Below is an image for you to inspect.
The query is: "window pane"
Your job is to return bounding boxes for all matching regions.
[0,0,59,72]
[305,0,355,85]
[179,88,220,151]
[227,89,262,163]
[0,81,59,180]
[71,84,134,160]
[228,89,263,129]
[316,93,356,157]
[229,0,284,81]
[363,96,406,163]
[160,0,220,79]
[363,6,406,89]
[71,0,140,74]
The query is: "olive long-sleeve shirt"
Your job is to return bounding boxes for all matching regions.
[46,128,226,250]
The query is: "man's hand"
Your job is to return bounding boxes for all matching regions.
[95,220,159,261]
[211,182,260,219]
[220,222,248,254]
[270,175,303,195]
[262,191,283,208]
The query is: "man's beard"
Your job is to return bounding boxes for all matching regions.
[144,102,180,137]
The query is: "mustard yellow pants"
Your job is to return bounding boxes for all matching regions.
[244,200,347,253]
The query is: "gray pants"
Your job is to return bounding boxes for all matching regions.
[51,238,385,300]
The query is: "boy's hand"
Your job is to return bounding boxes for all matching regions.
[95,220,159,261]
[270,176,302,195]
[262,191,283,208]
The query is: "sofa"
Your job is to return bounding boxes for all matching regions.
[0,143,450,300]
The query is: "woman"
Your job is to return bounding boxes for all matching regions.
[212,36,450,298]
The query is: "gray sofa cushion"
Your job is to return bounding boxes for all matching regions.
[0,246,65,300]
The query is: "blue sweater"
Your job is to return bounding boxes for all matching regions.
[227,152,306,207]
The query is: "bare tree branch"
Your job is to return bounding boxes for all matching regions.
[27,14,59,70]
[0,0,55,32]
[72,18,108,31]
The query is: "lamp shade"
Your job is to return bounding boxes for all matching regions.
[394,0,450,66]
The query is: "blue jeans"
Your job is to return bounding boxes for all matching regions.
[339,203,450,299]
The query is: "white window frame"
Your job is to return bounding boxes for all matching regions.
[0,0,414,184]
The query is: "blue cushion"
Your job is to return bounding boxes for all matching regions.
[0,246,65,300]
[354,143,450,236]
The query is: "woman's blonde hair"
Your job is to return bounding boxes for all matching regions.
• • • • •
● **CHALLENGE**
Give all of the items above as a numbered list, leaving out any blank lines.

● **ANSWER TO THE PROBLEM**
1. Below is an image for you to inspect.
2. The query is: "window pane"
3. Your job is to return bounding boxes for all matching regions.
4. [0,0,59,72]
5. [305,0,355,85]
6. [179,88,220,151]
7. [227,89,262,163]
8. [0,81,59,180]
9. [71,84,134,160]
10. [228,89,263,129]
11. [316,93,356,157]
12. [229,0,284,81]
13. [363,96,406,163]
14. [160,0,220,79]
15. [363,6,406,89]
16. [71,0,140,74]
17. The query is: "olive long-sleeve shirt"
18. Your job is to return bounding boxes for all matching regions.
19. [46,128,226,250]
20. The query is: "man's hand"
21. Your job is to return bounding boxes for all matching regions.
22. [95,220,159,261]
23. [211,182,260,219]
24. [220,222,248,254]
25. [270,175,303,195]
26. [262,191,283,208]
27. The query is: "man's beard"
28. Your job is to return bounding boxes for all matching regions.
29. [144,102,180,137]
30. The query is: "mustard yellow pants"
31. Your job is to return bounding boxes for all matching regions.
32. [244,200,347,253]
33. The query is: "gray pants"
34. Your job is to return bounding boxes for all matching regions.
35. [51,238,385,300]
36. The query is: "boy's hand"
37. Your job is to return bounding boxes for all matching regions.
38. [95,220,159,261]
39. [270,176,302,195]
40. [262,191,283,208]
41. The query is: "sofa"
42. Your job is to return bounding boxes for all matching regions.
43. [0,143,450,300]
44. The query is: "woman"
45. Your job is to return bounding boxes for all matching regions.
46. [212,36,450,298]
47. The query is: "gray sofa cushion"
48. Your job is to return bounding boxes for all matching regions.
49. [0,246,65,300]
50. The query is: "blue sweater"
51. Your job is to return bounding boxes for all matching regions.
52. [227,152,306,207]
53. The query is: "bare tree branch"
54. Your job is to return bounding boxes for all matching regions.
55. [27,14,59,70]
56. [0,0,55,32]
57. [72,18,108,31]
58. The query is: "lamp shade"
59. Your job is to return bounding boxes for all matching regions.
60. [394,0,450,66]
61. The query is: "blue jeans"
62. Your job is to return bounding boxes for all matching regions.
63. [339,203,450,299]
64. The query is: "white window frame"
65. Your job is to return bounding boxes for all matching regions.
66. [0,0,414,184]
67. The query is: "blue cushion"
68. Your job is to return bounding boxes for all matching regions.
69. [0,246,65,300]
70. [354,143,450,236]
71. The query is: "woman's blonde hair"
72. Your job is to return bounding boxes for all matching regions.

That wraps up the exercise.